▶ [Excerpt to read]

AdonisJS middleware that validates API keys often parses identifiers or timestamps as Numbers. If an API key encodes a numeric timestamp or shard index, and the application performs arithmetic to derive access permissions, overflow can map a key to an unintended shard or time bucket. This can enable horizontal privilege escalation across API key segments (BOLA/IDOR) or bypass property-level authorization checks tied to computed attributes.
The risk is compounded when OpenAPI specs define numeric formats without constraining ranges. middleBrick’s 12 security checks run in parallel and include Property Authorization and Input Validation, which can flag unsafe arithmetic patterns. Its LLM/AI Security probes do not test integer overflow directly, but the scanner’s runtime checks can surface anomalous behavior consistent with overflow-induced logic flaws, contributing to a higher risk score and findings mapped to OWASP API Top 10 and CWE-190.
Api Keys-Specific Remediation in Adonisjs
Remediation centers on avoiding unsafe JavaScript Number arithmetic for values that can grow large or be attacker-influenced. Use BigInt for counters and timestamps, validate ranges explicitly, and ensure serialization/deserialization preserves type integrity. Below are concrete patterns and code examples tailored to API key handling in AdonisJS.
1. Use BigInt for usage counters and quotas
Store and increment usage as BigInt to avoid overflow. Ensure your database column type supports large integers (e.g., BIGINT in SQL) and treat values as BigInt in JavaScript:
import ApiKey from 'App/Models/ApiKey'
async function safeIncrementUsage(keyId: number) {
const key = await ApiKey.find(keyId)
if (!key) {
throw new Error('Not found')
}
// Use BigInt to prevent overflow
const current = BigInt(key.usage)
key.usage = current + 1n
await key.save()
return key
}
2. Validate numeric input ranges before arithmetic
When accepting numeric parameters derived from API keys or timestamps, clamp or reject values outside a safe range before performing arithmetic:
function clampToSafeInteger(value: number): number {
const safeMax = Number.MAX_SAFE_INTEGER
const safeMin = Number.MIN_SAFE_INTEGER
if (value > safeMax || value < safeMin) {
throw new Error('Value out of safe integer range')

▶ [Data under study]
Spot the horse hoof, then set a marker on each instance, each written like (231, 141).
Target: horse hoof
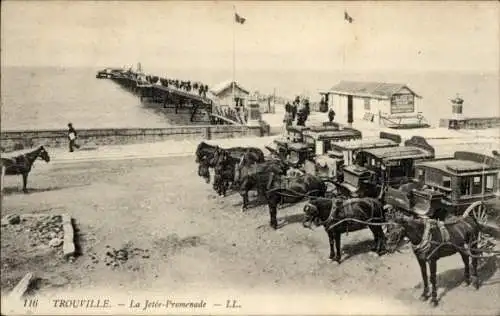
(424, 297)
(334, 261)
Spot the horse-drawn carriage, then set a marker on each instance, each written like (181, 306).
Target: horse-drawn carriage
(376, 169)
(342, 153)
(307, 143)
(465, 184)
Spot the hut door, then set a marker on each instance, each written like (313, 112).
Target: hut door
(349, 109)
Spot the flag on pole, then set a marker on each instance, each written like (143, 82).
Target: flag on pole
(239, 19)
(347, 17)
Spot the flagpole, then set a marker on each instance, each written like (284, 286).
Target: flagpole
(234, 51)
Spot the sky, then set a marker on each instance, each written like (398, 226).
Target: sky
(423, 36)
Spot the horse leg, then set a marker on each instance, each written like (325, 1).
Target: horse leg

▶ [Your goal] Continue the piece on integer overflow in AdonisJS API key handling from the point where it stops.

▶ [Task answer]
}
return value
}
async function computeWindow(startInput: number, endInput: number) {
const start = clampToSafeInteger(startInput)
const end = clampToSafeInteger(endInput)
if (end - start < 0) {
throw new Error('Invalid window')
}
// Proceed with safe calculation
return end - start
}
3. Use string-based identifiers and constant-time comparison
Treat API keys as opaque strings and avoid embedding numeric semantics that encourage parsing. When comparisons are needed, use constant-time helpers to avoid timing side channels:
import { compare } from 'fast-safe-stringify'
async function verifyKey(inputKey: string, storedKey: string) {
// Constant-time comparison to avoid leaking via timing
return compare(inputKey, storedKey)
}
4. Enforce schema constraints in models and serializers
Define explicit ranges in your AdonisJS schema or Lucid model validations to reject values that could overflow downstream calculations:
import { schema } from '@ioc:Adonis/Core/Validator'
const apiKeySchema = schema.create({
usage: schema.number.unsigned().max(2 ** 53 - 1), // enforce safe integer bound
quotaLimit: schema.number.unsigned().max(1_000_000)
})
export const validateApiKey = (payload) => {
const validated = apiKeySchema.validate(payload)
return validated
}
By combining BigInt usage, strict range validation, opaque key handling, and runtime checks, you mitigate integer overflow risks specific to API key management in AdonisJS.